◆ **Tasks to carry out**:
a) Name every room in which, according to the DECA course page, the lecture or the exam takes place.
b) According to the DECA course page, by how much can the bonus system improve the final grade?
c) Pick up the DECA course page after its final line and write what comes next.

## BEGIN Excerpt

Designing code analyses for large software systems (DECA)

3 CP, 2 SWS

When? Wednesday on 9:50-11:30
Where? Room Berlin/B 0.03 in the ground floor of the new building of the Fraunhofer SIT (Rheinstraße 75)

NOTE: Starting Wed, Oct. 29 we will have to change to a new time and place:
Building S1/03, room 221, every Wednesday at 11:40-13:20

Our apologies for any inconvenience caused.

Exam: March 10, 2014, 16:00, S101/A1 (Audimax) This will be a 90 minutes closed-book exam. Dictionaries are allowed but no other aids. The exam will be in English, but answers in German will be permitted.

The topic of this lecture is the automated (static) code analysis of large software systems, particularly with respect to security properties. We will be treating important scientific problems in the area (partially solved, partially open), and will discuss different conceptual frameworks that can be used to design and implement automated code analyses. We will be paying particular attention to flow- and context sensitive analyses, as well as pointer analyses.

NOTE: This lecture is the successor of the lecture ACA which was held in winter 2013/14. There is one significant difference between DECA and ACA: In ACA, the biweekly exercises were of a practical nature, where students learned how to implement program analyses as well. With DECA, the exercise sheets are now more theoretical and can be answered on paper. The practical exercises now instead happen within the lab ICA. If you choose to attend DECA, then we highly recommend choosing ICA as well!

Asking questions

If you have questions regarding the lecture, please use the Forum kindly provided by the Fachschaft. We will be monitoring the forum regularly.

SVN: Slides and other material, submission of coursework

All course material will be distributed through SVN. This is the URL for the SVN:

https://repository.st.informatik.tu-darmstadt.de/sse/deca/2014/

Exercise sheets and bonus system

There is a bonus system that allows you to improve your final grade by up to 1.0 points, depending on how well you succeed in the exercises.

  • There will be 4 exercise sheets, and all count towards the bonus.
  • Every exercise on every sheet will be stating the number of points that can be earned for that exercise. Depending on the level of completion of an exercise, the students may be awarded all points or a fraction of those.
  • Every exercise sheet will give a maximum of 15 points.

## END Excerpt
## BEGIN Records supplied

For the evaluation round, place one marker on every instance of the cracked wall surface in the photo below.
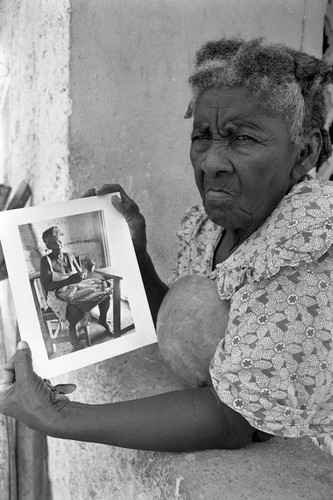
(35, 105)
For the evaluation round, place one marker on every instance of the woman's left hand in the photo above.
(26, 396)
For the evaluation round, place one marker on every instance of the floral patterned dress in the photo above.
(275, 363)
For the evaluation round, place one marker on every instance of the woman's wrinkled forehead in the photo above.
(216, 108)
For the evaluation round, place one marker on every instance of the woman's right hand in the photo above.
(130, 210)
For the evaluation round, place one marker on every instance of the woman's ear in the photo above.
(308, 155)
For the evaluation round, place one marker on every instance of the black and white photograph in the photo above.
(80, 273)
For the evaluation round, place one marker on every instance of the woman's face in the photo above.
(242, 158)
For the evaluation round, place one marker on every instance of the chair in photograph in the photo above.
(49, 321)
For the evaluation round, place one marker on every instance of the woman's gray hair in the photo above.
(288, 82)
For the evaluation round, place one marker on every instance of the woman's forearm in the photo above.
(176, 421)
(154, 286)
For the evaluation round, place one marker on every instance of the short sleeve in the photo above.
(275, 364)
(197, 237)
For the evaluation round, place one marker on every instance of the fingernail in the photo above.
(22, 345)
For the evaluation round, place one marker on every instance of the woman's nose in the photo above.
(217, 161)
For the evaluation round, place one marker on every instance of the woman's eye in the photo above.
(200, 137)
(243, 138)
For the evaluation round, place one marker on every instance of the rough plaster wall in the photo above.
(34, 44)
(130, 60)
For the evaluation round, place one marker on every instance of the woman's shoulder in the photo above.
(195, 221)
(300, 230)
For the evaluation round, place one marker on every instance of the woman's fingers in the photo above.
(7, 376)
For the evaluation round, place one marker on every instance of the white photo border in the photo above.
(123, 260)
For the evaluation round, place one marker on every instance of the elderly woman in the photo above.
(263, 235)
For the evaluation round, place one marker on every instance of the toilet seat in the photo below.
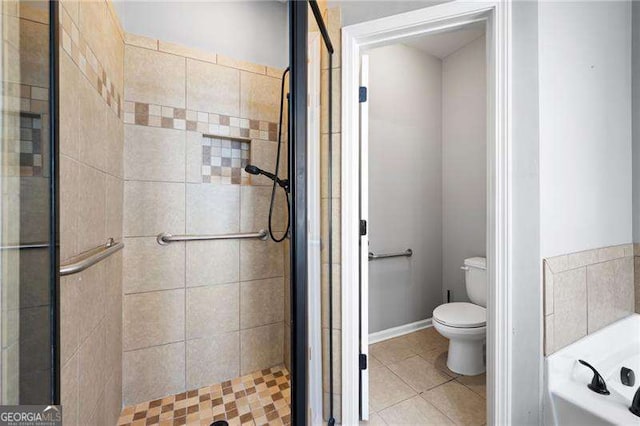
(460, 315)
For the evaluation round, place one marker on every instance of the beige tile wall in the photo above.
(91, 202)
(586, 291)
(332, 17)
(636, 258)
(201, 312)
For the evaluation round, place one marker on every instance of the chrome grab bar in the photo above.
(165, 238)
(89, 258)
(25, 246)
(406, 253)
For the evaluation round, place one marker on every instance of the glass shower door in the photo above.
(26, 272)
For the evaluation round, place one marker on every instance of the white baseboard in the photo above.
(398, 331)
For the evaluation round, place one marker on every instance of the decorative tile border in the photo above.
(82, 55)
(24, 154)
(260, 398)
(169, 117)
(30, 145)
(223, 160)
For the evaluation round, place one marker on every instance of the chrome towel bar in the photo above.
(406, 253)
(90, 258)
(164, 238)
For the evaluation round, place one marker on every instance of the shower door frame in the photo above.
(389, 30)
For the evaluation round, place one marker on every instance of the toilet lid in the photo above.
(460, 314)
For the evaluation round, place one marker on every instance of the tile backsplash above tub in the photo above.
(586, 291)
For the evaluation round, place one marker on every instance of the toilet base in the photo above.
(466, 357)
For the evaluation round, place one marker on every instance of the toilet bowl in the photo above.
(464, 324)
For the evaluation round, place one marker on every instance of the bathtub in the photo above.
(568, 401)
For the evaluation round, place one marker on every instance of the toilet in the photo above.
(465, 324)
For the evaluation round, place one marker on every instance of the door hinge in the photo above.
(363, 227)
(362, 94)
(363, 362)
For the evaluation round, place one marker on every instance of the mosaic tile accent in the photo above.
(30, 145)
(24, 143)
(260, 398)
(224, 160)
(82, 55)
(168, 117)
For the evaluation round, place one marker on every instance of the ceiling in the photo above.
(443, 44)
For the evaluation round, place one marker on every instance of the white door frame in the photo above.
(379, 32)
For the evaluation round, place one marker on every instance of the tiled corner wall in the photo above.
(332, 17)
(586, 291)
(91, 202)
(198, 313)
(25, 184)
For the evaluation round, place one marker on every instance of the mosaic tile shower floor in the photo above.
(260, 398)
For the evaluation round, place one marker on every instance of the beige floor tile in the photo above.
(386, 389)
(478, 383)
(393, 350)
(419, 374)
(438, 358)
(373, 362)
(426, 340)
(374, 420)
(414, 411)
(461, 404)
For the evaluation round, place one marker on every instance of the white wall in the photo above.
(404, 185)
(354, 12)
(254, 31)
(636, 121)
(464, 159)
(526, 280)
(585, 125)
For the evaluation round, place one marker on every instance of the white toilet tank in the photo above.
(475, 277)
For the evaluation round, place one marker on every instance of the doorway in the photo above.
(357, 40)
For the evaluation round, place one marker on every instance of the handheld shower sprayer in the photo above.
(254, 170)
(283, 183)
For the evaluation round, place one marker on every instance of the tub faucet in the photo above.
(635, 404)
(597, 383)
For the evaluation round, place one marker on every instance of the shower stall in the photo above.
(154, 209)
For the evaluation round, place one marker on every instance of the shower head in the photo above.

## END Records supplied

◆ **Outputs for the tasks**:
a)
Room Berlin/B 0.03 (ground floor of the new building of the Fraunhofer SIT, Rheinstraße 75)
Building S1/03, room 221
S101/A1 (Audimax)

b) By up to 1.0 points.

c)
  • The final bonus will be computed by normalizing the number of points awarded against the number of total points that can potentially be awarded, i.e., 60 points (5 sheets with up to 15 points each) and rounding up to the next grading level. The maximum bonus is 1.0.
  • The final grade for this course will be computed by adding your bonus to the grade for the final exam.

Exercises are usually due two days before the lecture at which the next sheet is given out, i.e., on Monday night. This is to allow us to discuss the results of the exercises in the next lecture. The due date will also be printed on each sheet. Hand in your results using SVN. Submissions by Email will not be accepted.

Recommended reading

For further details, we recommend the following two books:

  • Data flow analysis : theory and practice (Khedker et al)
  • Principles of Program Analysis (Flemming et al.)

Week 1: Oct. 15th – Instructor: Eric Bodden
Kick-Off and Jimple IR

Kick-off:

  • Formation of groups
  • Description of course outline

New material:

  • The Jimple Intermediate Representation: From source code or bytecode to control-flow graphs.

The slides for the first lecture are available here.

Additional reading material:

Week 2: Oct. 22rd – Instructor: Eric Bodden
Intra-Procedural Static Analysis

The slides are available here.

The first exercise sheet is available here.
NOTE: This was updated on Oct. 22, 17:46, due to a tiny mistake. There was one line of assembler missing in Exercise 1.

Additional reading material:

Week 3: Oct. 29th – Instructor: Eric Bodden
Call-graph construction

Additional reading material:

The slides can be accessed through SVN.

Week 4: Nov. 5th – Instructor: Eric Bodden
Points-to Analysis

  • Flow-sensitive vs. flow-insensitive
  • May- vs. must-analysis
  • Weak and strong updates

Additional reading material:

Week 5: Nov. 12th – Instructor: Mauro Baluda
Inter-procedural analysis

  • General design space of inter-procedural analysis
  • Flow-sensitivity or not?
  • Context-sensitivity or not?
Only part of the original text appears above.